--- TEXT PASSAGE ---
>> START

# Black Friday Rumors



## cda (Nov 23, 2009)

Any one heard any good black friday rumors ????

From another source

"""It would behoove each of you to meet with your local Wal-mart and other large retailers so to ensure that fire safety is not overlooked when they are setting up for the November 27 mega-sale. Wal-mart is in the forefront of this due to the loss of life incurred at one of their stores last year. One of the things Wal-mart has been caught planning to do is to create one side of the store as enter only with the other side as exit only. The other is to create aisles using street cones and rope. I urge each of you to do what is necessary to assist them in their planning so to maintain the required levels of safety."""

http://jjb.yuku.com/topic/573816/t/Walm ... rowds.html


----------



## RJJ (Nov 23, 2009)

Re: Black Friday Rumors

Code Books are free at ICC from 12:00 noon until the close of business that day. :lol:


----------



## Pcinspector1 (Nov 23, 2009)

>> END

--- WORK INSTRUCTIONS ---
1) Answer these questions using the forum thread:
(a) What date does the quoted passage give for the mega-sale?
(b) What does the quoted passage say Wal-mart planned to use to create aisles?
(c) In RJJ's reply, during what hours are code books free at ICC?
2) Reproduce word for word the portion of the forum thread starting with "From another source" and going on through "RJJ (Nov 23, 2009)".

--- MATERIAL SHOWN ---
>> START

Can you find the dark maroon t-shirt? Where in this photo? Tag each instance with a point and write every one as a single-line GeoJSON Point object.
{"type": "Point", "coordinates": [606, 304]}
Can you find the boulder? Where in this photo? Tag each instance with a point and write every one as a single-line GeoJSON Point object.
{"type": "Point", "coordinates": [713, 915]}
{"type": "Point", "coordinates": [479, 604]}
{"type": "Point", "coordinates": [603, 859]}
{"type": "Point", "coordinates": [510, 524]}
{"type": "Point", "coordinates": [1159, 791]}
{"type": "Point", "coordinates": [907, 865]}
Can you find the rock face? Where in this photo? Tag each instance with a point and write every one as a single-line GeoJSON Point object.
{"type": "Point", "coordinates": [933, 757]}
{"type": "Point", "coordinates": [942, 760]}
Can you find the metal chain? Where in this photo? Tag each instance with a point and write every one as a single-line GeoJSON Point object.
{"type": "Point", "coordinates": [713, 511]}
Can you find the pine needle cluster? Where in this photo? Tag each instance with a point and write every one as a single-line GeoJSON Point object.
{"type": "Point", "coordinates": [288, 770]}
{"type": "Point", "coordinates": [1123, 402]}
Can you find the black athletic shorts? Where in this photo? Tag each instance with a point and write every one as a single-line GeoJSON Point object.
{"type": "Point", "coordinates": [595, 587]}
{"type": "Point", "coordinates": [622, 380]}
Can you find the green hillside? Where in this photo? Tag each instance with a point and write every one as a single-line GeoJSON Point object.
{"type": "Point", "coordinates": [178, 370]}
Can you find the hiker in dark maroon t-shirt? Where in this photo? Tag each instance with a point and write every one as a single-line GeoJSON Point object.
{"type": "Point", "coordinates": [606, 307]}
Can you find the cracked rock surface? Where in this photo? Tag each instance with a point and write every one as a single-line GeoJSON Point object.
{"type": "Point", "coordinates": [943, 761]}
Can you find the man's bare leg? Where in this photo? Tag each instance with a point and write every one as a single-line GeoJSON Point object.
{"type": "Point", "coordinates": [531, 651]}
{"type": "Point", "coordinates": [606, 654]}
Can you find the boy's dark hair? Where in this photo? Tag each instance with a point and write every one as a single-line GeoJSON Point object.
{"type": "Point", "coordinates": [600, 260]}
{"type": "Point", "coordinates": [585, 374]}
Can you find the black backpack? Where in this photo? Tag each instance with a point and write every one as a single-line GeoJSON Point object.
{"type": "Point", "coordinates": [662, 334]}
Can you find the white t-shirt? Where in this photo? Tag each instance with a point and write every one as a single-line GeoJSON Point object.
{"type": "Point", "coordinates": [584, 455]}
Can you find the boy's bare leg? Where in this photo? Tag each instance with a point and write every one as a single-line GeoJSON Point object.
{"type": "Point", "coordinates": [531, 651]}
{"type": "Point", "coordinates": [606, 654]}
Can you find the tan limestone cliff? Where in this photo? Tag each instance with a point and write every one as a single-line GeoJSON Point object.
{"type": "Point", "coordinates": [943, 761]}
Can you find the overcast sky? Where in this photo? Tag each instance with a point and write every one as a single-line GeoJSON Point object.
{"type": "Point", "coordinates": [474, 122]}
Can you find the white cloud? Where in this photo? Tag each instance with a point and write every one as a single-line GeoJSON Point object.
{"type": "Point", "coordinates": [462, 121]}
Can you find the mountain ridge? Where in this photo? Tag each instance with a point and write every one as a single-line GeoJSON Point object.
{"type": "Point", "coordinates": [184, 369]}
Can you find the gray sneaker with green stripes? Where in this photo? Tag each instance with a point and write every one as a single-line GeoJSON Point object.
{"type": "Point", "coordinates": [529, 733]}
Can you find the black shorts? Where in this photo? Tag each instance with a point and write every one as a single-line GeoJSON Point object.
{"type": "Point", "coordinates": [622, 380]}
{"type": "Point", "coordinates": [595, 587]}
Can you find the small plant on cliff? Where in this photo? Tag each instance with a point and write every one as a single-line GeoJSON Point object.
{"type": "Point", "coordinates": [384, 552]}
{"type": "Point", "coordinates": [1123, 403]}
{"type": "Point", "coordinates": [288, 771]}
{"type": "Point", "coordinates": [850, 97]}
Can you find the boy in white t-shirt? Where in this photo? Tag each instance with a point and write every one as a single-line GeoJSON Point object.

>> END

--- ANSWERS PER TASK ---
1)
(a) November 27
(b) Street cones and rope
(c) From 12:00 noon until the close of business that day

2)
From another source

"""It would behoove each of you to meet with your local Wal-mart and other large retailers so to ensure that fire safety is not overlooked when they are setting up for the November 27 mega-sale. Wal-mart is in the forefront of this due to the loss of life incurred at one of their stores last year. One of the things Wal-mart has been caught planning to do is to create one side of the store as enter only with the other side as exit only. The other is to create aisles using street cones and rope. I urge each of you to do what is necessary to assist them in their planning so to maintain the required levels of safety."""

http://jjb.yuku.com/topic/573816/t/Walm ... rowds.html


----------



## RJJ (Nov 23, 2009)